Assim, acabam absolvendo Lula

Nosso Guia é ‘amigo’ de Odebrecht, mas daí a dizer-se que ele é o ‘amigo’ da planilha vai enorme distância

O conjunto de investigações que é associado genérica e impropriamente à Operação Lava-Jato está se transformando num parque de diversões. Há um magistrado que já apelidaram de Walt Disney, assim há procuradores e policiais que caçam holofotes. É compreensível que isso aconteça, sobretudo quando, de uma hora para outra, aparece um empreiteiro presenteando a mulher de um governador com brilhantes da Van Cleef.

▸ **Tarefa proposta 1**:
Reescreva de forma mais breve o parágrafo do texto sobre a Lava-Jato que começa com "O conjunto de investigações", mantendo seus fatos principais.
▸ **Tarefa proposta 2**:
Dê continuidade ao texto sobre a Lava-Jato, começando logo depois da última frase apresentada.

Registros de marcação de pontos

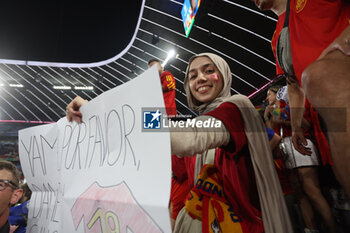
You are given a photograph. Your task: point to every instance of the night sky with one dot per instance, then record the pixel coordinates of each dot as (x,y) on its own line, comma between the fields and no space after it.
(66,31)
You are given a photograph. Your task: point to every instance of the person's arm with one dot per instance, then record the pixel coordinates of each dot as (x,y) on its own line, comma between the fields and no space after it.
(296,98)
(168,81)
(73,109)
(342,43)
(268,116)
(189,141)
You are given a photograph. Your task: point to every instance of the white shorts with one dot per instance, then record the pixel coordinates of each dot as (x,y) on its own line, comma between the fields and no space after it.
(295,159)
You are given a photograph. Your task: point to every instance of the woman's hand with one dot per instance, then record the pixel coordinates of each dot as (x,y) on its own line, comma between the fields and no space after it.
(268,112)
(300,142)
(73,109)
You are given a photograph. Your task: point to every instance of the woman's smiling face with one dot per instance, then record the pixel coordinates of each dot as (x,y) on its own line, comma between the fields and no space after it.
(205,80)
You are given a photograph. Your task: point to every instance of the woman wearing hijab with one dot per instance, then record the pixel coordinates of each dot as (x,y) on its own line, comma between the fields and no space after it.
(241,175)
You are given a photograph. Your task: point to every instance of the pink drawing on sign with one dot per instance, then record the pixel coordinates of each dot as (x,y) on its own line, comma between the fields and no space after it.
(111,209)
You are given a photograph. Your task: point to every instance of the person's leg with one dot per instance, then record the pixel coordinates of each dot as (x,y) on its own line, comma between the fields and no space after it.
(327,86)
(310,183)
(306,210)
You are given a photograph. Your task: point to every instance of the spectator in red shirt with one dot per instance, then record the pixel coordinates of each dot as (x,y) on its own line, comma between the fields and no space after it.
(320,50)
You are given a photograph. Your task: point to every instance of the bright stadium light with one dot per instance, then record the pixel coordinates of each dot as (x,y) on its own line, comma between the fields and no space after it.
(62,87)
(171,54)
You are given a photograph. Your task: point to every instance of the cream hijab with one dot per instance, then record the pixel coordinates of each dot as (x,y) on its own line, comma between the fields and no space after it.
(273,208)
(225,93)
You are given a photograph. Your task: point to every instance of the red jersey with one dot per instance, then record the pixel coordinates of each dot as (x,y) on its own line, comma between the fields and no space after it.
(235,169)
(313,25)
(168,82)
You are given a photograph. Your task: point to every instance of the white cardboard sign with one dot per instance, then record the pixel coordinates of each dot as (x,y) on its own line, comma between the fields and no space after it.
(105,174)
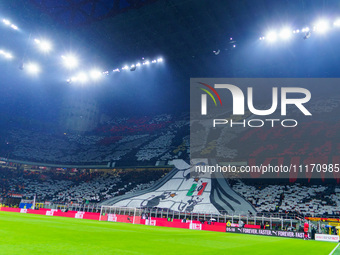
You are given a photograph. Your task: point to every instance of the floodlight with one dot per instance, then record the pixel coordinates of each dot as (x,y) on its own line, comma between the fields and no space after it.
(271,36)
(337,23)
(95,74)
(82,77)
(285,34)
(321,26)
(6,22)
(70,61)
(44,45)
(32,68)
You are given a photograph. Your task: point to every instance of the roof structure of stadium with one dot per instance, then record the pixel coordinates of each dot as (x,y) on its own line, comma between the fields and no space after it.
(184,31)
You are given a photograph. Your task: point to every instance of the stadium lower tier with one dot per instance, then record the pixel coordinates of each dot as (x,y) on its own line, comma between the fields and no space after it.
(180,191)
(208,225)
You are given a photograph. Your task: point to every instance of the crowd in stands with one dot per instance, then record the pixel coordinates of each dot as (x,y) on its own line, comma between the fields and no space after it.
(121,139)
(78,187)
(296,198)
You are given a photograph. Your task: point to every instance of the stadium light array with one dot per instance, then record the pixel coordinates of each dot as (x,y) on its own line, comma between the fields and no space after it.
(321,27)
(95,75)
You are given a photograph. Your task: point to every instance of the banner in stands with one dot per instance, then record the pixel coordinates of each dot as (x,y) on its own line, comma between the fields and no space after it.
(266,232)
(322,219)
(326,238)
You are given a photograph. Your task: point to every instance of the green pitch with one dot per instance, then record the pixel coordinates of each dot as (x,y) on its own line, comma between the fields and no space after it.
(34,234)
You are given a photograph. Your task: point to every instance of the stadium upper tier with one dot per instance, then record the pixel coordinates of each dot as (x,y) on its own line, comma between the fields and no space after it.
(132,140)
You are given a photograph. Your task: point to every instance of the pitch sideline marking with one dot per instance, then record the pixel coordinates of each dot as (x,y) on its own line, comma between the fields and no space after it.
(334,249)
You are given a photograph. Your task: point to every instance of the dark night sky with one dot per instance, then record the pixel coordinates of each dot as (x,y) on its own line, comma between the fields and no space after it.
(163,88)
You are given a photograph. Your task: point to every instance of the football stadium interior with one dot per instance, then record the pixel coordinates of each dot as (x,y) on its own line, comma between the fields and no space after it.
(106,147)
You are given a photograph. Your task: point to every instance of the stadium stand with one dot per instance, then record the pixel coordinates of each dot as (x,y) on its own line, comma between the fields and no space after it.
(61,187)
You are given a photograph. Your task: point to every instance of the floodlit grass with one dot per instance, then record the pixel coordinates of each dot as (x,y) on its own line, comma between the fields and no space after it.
(35,234)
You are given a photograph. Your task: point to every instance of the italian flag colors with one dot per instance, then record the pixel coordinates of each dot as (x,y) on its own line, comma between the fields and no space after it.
(199,189)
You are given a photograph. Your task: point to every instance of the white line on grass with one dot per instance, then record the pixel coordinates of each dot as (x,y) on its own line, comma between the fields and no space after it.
(334,249)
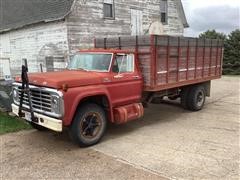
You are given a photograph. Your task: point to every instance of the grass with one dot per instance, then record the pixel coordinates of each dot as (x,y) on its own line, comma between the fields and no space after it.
(10,124)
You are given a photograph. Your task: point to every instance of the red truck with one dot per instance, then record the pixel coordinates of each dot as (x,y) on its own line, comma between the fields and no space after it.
(115,81)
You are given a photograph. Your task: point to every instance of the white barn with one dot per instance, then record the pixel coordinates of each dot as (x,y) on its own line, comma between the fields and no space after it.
(48,32)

▸ **Resposta da tarefa 1**:
As investigações associadas, de modo genérico e impróprio, à Operação Lava-Jato estão virando um parque de diversões, com um magistrado apelidado de Walt Disney e procuradores e policiais que caçam holofotes. Isso é compreensível, sobretudo quando, de repente, surge um empreiteiro presenteando a mulher de um governador com brilhantes da Van Cleef.

▸ **Resposta da tarefa 2**:
O delegado federal Filipe Hille Pace, que investiga traficâncias do ex-ministro Antonio Palocci com a empreiteira Odebrecht, revelou sua suspeita de que Lula seja o “amigo” que recebia dinheiro da empreiteira. Fez isso na linguagem contorcida de quem diz, mas não afirma. A ele:  “Muito embora haja respaldo probatório e coerência investigativa em se considerar que o ‘amigo’ das planilhas (...) faça referência a Luiz Inácio Lula da Silva, a apuração de responsabilidade criminal do ex-presidente da República não compete ao núcleo investigativo do GT Lava-Jato do qual esta Autoridade Policial faz parte.”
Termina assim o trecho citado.